EXTRAIT DU TEXTE
▬▬▬▬▬▬
Quand j’étais enfant, j’imagine que cette même personne aurait dit : « il ne pleut pas assez », ou encore « il nous faudrait de la pluie ».

Le problème est que nous sommes à une époque où, pour des raisons très complexes que je ne me sens pas capable d’analyser, mais qui ont sûrement un rapport avec la peur du réel, le brouillage des codes, un certain snobisme, un vrai relâchement intellectuel, nous avons tendance à ne pas nommer les choses telles qu’elles sont dans leur simplicité et leur vérité, ce qui fait que nous les mettons à distance.

Quoi qu’en ait notre exploitant agricole, la pluviométrie n’est pas de l’eau bienfaitrice qui tombe du ciel : c’est une mesure de quantité, une étude de répartition. C’est donc un terme très abstrait qui ne mouille pas le moins du monde, ce qu'il signifie non plus.

Je voudrais donner trois ou quatre autres exemples du même acabit de cette dérive.

Dans le même ordre d'idée, on use et abuse du terme "météo" : quelle météo aurons-nous demain ? Si vous demandez à quelqu'un s'il a eu beau temps en vacances, vous passez pour un plouc. La météorologie est la sciences du temps et, par extension, les services qui s'occupent de … météorologie.

Autrefois, on avait des problèmes. Aujourd’hui, on a des soucis. Mais quand on juge l’affaire sérieuse ou quand on est interrogé par une radio ou une télé, on évoque une problématique. Vous pouvez ainsi faire face à la problématique de la sortie des enfants des écoles à 16 heures au lieu de 16 heures trente (grâce à Sarkozy qui a fait perdre aux gosses en enseignement primaire un mois de scolarité en cinq ans). Le … problème, c’est que la problématique, c’est la sciences de poser les problèmes.
▬▬▬▬▬▬
MATÉRIEL FOURNI
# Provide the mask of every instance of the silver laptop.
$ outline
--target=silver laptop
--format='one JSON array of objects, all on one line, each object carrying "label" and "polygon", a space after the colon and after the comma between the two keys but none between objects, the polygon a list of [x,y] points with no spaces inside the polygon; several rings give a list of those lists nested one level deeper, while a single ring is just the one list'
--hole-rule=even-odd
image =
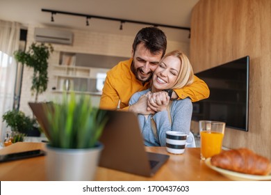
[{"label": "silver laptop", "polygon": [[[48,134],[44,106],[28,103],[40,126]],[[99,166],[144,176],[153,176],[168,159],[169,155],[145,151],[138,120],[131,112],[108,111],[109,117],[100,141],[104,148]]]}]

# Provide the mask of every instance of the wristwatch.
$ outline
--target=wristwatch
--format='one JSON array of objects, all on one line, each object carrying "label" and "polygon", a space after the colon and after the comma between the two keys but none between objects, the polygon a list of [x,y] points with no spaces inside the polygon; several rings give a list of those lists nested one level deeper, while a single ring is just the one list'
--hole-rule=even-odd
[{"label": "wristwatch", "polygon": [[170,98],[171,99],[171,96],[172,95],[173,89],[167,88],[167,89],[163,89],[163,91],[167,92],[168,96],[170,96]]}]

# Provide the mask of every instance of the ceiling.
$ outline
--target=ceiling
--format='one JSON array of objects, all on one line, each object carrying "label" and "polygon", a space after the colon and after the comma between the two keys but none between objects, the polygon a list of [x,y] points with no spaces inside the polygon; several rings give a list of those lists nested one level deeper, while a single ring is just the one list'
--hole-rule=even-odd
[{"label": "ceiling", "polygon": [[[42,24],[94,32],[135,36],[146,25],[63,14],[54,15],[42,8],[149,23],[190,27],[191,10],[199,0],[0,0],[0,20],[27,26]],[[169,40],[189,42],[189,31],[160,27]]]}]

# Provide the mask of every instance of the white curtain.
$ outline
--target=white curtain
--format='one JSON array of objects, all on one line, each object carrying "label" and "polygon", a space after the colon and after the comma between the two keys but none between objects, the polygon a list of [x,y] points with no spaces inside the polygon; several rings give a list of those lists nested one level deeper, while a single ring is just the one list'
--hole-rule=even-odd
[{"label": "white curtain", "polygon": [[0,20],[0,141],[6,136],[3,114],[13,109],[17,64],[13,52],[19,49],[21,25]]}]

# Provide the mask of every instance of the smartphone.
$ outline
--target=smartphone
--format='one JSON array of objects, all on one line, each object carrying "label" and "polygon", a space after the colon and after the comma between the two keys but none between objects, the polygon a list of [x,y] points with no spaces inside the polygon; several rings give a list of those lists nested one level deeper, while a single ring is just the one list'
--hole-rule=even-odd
▬▬▬▬▬▬
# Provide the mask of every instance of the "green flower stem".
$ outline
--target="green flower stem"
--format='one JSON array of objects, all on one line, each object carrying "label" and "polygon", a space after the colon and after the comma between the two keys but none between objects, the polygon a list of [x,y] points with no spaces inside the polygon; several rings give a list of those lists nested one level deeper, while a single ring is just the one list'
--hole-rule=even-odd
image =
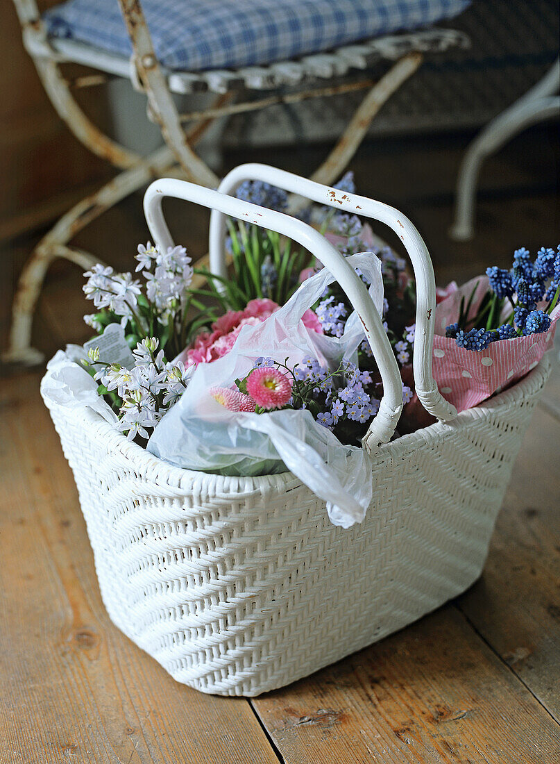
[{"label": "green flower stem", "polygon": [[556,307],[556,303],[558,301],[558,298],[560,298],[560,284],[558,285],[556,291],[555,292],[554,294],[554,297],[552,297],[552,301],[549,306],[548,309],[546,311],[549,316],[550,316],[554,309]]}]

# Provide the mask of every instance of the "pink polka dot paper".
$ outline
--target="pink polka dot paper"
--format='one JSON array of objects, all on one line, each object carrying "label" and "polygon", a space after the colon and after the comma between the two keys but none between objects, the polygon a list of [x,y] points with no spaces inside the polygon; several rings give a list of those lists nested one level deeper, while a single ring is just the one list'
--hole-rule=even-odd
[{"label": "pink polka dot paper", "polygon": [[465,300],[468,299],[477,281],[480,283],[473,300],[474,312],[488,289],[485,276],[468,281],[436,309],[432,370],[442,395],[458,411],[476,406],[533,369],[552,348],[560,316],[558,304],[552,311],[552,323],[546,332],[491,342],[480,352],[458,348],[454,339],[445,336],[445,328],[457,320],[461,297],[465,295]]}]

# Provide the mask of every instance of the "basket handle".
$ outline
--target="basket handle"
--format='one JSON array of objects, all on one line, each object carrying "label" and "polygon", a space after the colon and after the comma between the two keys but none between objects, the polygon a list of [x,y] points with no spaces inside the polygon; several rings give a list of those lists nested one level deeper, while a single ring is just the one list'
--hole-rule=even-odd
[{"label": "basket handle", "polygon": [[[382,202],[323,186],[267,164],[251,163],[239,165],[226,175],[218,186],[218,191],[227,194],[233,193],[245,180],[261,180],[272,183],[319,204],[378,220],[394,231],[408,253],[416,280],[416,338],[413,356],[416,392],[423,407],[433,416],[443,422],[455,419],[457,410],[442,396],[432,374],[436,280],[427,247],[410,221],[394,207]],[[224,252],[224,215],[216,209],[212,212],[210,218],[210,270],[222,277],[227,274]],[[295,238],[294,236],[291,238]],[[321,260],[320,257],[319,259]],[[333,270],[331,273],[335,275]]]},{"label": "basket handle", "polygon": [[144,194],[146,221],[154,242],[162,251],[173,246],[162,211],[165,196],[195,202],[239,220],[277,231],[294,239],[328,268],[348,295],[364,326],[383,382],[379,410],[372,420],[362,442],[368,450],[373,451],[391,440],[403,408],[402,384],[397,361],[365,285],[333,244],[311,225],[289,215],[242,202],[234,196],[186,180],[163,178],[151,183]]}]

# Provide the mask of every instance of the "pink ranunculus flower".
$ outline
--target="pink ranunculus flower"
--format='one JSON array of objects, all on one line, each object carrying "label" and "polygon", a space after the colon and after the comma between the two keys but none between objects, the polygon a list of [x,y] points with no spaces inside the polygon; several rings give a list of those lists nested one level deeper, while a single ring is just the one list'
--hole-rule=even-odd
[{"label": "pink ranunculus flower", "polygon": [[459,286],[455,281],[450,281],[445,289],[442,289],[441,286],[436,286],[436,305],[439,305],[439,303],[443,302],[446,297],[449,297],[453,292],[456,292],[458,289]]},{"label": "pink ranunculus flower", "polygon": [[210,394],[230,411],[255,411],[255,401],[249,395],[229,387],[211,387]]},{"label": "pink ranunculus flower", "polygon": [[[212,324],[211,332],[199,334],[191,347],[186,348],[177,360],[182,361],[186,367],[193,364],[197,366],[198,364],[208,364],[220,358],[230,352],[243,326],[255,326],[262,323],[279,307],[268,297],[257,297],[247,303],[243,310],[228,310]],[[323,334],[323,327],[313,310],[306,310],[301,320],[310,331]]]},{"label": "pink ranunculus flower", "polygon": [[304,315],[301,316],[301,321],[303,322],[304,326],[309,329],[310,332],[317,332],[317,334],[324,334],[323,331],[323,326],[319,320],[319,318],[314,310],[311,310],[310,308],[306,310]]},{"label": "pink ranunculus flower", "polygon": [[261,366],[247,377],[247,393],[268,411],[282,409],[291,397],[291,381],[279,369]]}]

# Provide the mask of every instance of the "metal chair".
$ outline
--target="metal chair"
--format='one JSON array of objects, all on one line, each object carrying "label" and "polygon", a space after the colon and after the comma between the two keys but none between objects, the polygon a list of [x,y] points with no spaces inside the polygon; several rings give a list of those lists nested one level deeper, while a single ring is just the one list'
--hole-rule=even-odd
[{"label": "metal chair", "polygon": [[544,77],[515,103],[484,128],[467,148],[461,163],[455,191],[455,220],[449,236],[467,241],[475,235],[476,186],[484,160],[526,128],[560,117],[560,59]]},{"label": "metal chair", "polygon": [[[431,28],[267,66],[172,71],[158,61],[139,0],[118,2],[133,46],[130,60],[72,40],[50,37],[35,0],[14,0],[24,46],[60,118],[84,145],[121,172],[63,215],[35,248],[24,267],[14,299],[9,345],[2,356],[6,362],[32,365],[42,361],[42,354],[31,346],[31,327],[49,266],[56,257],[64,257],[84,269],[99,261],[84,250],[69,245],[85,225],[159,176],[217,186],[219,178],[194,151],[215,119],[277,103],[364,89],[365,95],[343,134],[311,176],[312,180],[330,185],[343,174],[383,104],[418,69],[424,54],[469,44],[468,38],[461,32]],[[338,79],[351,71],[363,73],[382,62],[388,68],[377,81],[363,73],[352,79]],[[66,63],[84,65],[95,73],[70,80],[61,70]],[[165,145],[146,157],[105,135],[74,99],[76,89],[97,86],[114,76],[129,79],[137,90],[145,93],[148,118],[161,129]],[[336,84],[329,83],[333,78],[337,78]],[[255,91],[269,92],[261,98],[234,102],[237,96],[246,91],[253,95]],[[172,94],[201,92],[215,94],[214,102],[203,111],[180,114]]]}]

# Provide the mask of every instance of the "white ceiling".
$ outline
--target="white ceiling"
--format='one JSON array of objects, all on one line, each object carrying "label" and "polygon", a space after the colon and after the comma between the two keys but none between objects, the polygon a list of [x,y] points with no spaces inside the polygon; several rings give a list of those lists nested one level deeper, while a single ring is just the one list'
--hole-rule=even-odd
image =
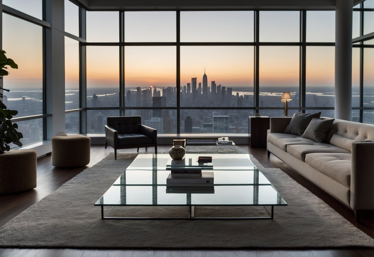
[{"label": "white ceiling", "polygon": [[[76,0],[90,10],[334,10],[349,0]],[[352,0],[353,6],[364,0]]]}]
▬▬▬▬▬▬
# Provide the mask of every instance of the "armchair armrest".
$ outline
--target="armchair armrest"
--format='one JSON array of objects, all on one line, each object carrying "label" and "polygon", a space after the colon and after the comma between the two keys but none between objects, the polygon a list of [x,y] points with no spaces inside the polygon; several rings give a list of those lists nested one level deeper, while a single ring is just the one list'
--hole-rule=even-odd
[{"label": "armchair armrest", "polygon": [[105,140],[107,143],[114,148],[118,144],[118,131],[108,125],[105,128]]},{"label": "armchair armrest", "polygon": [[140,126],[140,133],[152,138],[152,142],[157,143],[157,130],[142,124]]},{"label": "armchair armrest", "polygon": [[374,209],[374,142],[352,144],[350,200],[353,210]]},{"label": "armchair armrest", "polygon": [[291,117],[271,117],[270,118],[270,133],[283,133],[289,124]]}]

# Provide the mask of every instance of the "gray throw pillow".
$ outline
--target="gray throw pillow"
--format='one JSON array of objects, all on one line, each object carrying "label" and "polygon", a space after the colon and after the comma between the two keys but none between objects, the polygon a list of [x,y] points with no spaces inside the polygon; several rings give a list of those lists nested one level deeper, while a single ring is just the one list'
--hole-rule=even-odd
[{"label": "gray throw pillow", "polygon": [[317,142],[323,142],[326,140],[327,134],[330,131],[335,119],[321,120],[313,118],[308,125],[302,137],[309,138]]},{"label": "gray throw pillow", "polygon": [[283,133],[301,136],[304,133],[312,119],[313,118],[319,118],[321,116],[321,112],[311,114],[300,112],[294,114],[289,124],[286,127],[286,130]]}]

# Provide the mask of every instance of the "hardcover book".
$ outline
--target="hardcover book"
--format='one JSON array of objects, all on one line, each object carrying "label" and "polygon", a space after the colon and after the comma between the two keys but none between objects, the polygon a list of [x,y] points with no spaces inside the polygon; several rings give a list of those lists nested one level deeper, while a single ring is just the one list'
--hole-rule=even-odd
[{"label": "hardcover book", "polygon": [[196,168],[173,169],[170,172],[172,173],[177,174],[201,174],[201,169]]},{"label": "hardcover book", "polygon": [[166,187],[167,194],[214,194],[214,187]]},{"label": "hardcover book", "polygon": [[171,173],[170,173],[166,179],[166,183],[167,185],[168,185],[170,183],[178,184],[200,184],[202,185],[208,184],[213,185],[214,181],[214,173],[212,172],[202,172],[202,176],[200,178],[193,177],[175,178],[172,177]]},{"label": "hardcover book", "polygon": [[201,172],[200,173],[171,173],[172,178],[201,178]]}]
▬▬▬▬▬▬
CONSIGNE A
Recopiez tout ce qui va de « Le problème est » jusqu'à « de cette dérive. » dans l'extrait sur les mots du quotidien, en substituant « agriculteur » à « exploitant agricole ».
CONSIGNE B
Relevez, dans l'extrait sur les mots du quotidien, toutes les causes que l'auteur avance pour expliquer notre tendance à ne pas nommer les choses simplement.
CONSIGNE C
D'après l'extrait sur les mots du quotidien, pourquoi la pluviométrie n'est-elle pas de l'eau qui tombe du ciel ?
Appuyez-vous uniquement sur l'extrait.

RÉSULTAT DE L'EXERCICE A
Le problème est que nous sommes à une époque où, pour des raisons très complexes que je ne me sens pas capable d’analyser, mais qui ont sûrement un rapport avec la peur du réel, le brouillage des codes, un certain snobisme, un vrai relâchement intellectuel, nous avons tendance à ne pas nommer les choses telles qu’elles sont dans leur simplicité et leur vérité, ce qui fait que nous les mettons à distance.

Quoi qu’en ait notre agriculteur, la pluviométrie n’est pas de l’eau bienfaitrice qui tombe du ciel : c’est une mesure de quantité, une étude de répartition. C’est donc un terme très abstrait qui ne mouille pas le moins du monde, ce qu'il signifie non plus.

Je voudrais donner trois ou quatre autres exemples du même acabit de cette dérive.

RÉSULTAT DE L'EXERCICE B
- la peur du réel
- le brouillage des codes
- un certain snobisme
- un vrai relâchement intellectuel

RÉSULTAT DE L'EXERCICE C
La pluviométrie est une mesure de quantité, une étude de répartition. C'est donc un terme très abstrait, qui ne mouille pas le moins du monde.